• **Passage to read**:

□ □ □ □ □

On the basis of the above studies, in order to tackle problems such as difficult separation from sand and the high power consumption of tiger nut harvesting in the sandy areas of Xinjiang, we designed a conveying and separating device combining screw conveying and a vibrating screen, implementing a mixed state of vibration and spiral conveying during the conveying process. Compared with the single-vibration sand removal or spiral-conveying threshing and harvesting devices, the sand removal efficiency is higher and the bean damage rate and power consumption are lower. The axial and radial migrations of materials under screw action and the separation process of materials under vibratory action were analyzed dynamically. Simulation analysis was carried out on the conveying and separation process based on EDEM software, and the conveying and separation law of the tiger nut harvest mixture was clarified. A four-factor, five-level orthogonal central composite test was performed to explore the influence law of the screw velocity ratio, amplitude, vibration frequency, machine operation velocity, and other test factors on the conveying and separation performance to determine the optimal operating parameters of the device so as to support the development of the technology and equipment for mechanized harvesting of tiger nuts in the sandy areas of Xinjiang.

□ □ □ □ □

• **Data section**:
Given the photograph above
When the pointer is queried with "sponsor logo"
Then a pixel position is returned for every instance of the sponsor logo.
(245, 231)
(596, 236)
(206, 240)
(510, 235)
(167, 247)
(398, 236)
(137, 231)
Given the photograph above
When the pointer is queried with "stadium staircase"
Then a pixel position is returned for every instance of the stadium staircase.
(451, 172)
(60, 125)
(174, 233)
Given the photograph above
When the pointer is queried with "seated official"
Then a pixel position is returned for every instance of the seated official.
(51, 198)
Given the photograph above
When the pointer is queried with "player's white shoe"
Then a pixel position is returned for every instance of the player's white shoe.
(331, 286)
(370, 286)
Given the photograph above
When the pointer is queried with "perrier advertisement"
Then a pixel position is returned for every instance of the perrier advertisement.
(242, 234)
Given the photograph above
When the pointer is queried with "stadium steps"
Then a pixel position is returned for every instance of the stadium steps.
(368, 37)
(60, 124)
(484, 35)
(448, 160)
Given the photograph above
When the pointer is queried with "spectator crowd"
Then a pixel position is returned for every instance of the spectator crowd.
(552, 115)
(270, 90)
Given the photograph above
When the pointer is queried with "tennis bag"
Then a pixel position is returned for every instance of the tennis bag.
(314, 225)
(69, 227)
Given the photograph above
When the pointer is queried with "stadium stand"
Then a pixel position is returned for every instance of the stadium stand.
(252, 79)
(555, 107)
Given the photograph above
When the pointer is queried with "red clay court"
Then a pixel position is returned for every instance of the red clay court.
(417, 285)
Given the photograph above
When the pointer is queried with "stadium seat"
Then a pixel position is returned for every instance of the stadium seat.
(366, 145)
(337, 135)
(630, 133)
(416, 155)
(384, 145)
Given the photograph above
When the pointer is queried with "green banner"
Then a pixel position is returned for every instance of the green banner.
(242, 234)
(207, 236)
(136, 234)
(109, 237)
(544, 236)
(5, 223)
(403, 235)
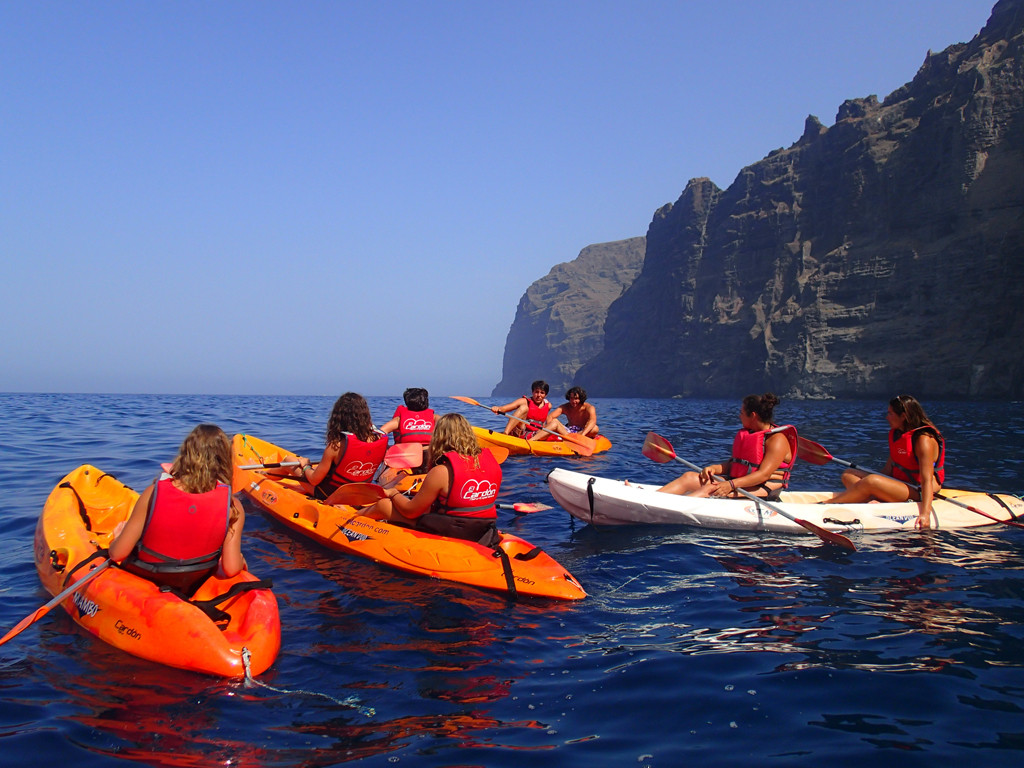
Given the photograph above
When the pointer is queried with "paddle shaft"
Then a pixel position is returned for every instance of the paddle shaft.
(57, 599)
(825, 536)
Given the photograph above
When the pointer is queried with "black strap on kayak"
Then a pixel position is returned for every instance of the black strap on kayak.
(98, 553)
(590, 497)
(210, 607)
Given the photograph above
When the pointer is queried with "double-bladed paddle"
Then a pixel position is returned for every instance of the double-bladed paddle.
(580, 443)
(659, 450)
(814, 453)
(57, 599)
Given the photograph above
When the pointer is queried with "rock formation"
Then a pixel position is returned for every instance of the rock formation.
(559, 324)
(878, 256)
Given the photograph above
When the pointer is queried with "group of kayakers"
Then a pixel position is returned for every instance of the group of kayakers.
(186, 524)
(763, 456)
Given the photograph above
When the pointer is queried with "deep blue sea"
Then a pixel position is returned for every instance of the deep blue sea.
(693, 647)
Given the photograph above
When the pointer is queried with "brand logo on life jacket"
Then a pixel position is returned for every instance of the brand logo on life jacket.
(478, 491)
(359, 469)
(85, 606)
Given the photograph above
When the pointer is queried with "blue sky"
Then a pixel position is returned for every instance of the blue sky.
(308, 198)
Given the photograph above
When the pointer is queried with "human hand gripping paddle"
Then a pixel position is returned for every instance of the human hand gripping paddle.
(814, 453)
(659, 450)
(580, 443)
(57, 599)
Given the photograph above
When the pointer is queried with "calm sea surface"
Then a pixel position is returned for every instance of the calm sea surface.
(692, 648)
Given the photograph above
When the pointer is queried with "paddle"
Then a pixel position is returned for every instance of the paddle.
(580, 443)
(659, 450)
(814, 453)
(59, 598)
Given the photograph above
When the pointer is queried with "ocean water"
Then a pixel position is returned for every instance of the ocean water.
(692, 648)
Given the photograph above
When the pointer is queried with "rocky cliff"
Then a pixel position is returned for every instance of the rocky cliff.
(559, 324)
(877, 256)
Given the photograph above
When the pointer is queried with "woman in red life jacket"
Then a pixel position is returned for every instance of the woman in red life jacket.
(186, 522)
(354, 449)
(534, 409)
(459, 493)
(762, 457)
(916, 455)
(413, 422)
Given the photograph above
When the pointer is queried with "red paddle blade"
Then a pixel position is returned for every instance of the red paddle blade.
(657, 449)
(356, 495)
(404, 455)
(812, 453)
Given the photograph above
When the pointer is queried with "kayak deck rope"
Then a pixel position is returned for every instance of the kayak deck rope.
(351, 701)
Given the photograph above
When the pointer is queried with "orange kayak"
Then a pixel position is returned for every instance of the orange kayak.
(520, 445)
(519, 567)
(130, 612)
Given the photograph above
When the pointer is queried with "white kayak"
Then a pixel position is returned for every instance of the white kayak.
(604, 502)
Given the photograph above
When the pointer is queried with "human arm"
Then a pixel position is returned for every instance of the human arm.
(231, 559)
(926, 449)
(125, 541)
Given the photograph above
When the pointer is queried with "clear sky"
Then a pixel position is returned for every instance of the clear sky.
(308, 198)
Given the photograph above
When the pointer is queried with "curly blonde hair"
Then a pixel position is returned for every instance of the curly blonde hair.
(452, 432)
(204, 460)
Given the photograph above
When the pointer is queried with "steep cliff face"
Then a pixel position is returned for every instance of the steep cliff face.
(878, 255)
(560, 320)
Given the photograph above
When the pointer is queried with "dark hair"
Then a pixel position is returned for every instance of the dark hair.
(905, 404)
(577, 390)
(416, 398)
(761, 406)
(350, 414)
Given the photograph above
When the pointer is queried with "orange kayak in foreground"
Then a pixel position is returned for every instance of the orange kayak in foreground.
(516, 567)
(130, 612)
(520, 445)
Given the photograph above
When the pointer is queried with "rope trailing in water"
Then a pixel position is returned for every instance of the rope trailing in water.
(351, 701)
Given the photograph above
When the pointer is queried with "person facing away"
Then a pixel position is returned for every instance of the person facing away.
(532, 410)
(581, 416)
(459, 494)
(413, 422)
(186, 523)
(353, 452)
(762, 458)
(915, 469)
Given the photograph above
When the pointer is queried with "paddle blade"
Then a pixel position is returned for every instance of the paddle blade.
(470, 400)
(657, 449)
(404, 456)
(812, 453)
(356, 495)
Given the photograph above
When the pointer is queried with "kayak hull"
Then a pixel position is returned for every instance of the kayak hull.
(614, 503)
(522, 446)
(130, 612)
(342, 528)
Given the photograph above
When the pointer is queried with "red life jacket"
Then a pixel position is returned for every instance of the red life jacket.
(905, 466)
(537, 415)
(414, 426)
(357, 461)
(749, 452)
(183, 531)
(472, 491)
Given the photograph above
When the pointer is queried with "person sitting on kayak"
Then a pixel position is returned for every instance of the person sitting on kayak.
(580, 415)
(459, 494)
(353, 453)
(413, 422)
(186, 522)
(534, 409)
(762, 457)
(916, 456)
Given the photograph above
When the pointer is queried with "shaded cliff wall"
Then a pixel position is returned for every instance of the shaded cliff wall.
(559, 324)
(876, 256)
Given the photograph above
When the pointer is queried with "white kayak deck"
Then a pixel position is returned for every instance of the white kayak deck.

□ □ □ □ □

• **To-do list**:
A. In the passage on tiger nut harvesting, rewrite the paragraph beginning "On the basis of the above studies" as a short bulleted list that keeps its main facts.
B. Translate this sentence from the passage on tiger nut harvesting into Spanish: "The axial and radial migrations of materials under screw action and the separation process of materials under vibratory action were analyzed dynamically."
C. Decide whether each statement agrees with the passage on tiger nut harvesting. Answer yes or no, and quote the words from the passage that decide it.
(i) The device pairs screw conveying with a vibrating screen.
(ii) The conveying and separation process was simulated in ANSYS.
(iii) The parameter study used a three-factor test.

• **Expected results**:
A.
- Problem: sand is hard to separate, and tiger nut harvesting uses a lot of power in the sandy areas of Xinjiang.
- Design: a conveying and separating device that combines screw conveying with a vibrating screen, so vibration and spiral conveying act together.
- Advantage: compared with single-vibration sand removal or spiral-conveying devices, it removes sand more efficiently, damages fewer beans and uses less power.
- Analysis: the axial and radial migration of materials under screw action and their separation under vibration were analyzed dynamically. EDEM simulations clarified how the harvest mixture is conveyed and separated.
- Testing: a four-factor, five-level orthogonal central composite test examined screw velocity ratio, amplitude, vibration frequency and machine operation velocity. Its purpose was to find the device's optimal operating parameters and support mechanized tiger nut harvesting equipment for the region.

B. Las migraciones axiales y radiales de los materiales bajo la acción del tornillo y el proceso de separación de los materiales bajo la acción vibratoria se analizaron de forma dinámica.

C.
(i) Yes: "combining screw conveying and a vibrating screen"
(ii) No: "based on EDEM software"
(iii) No: "A four-factor, five-level orthogonal central composite test"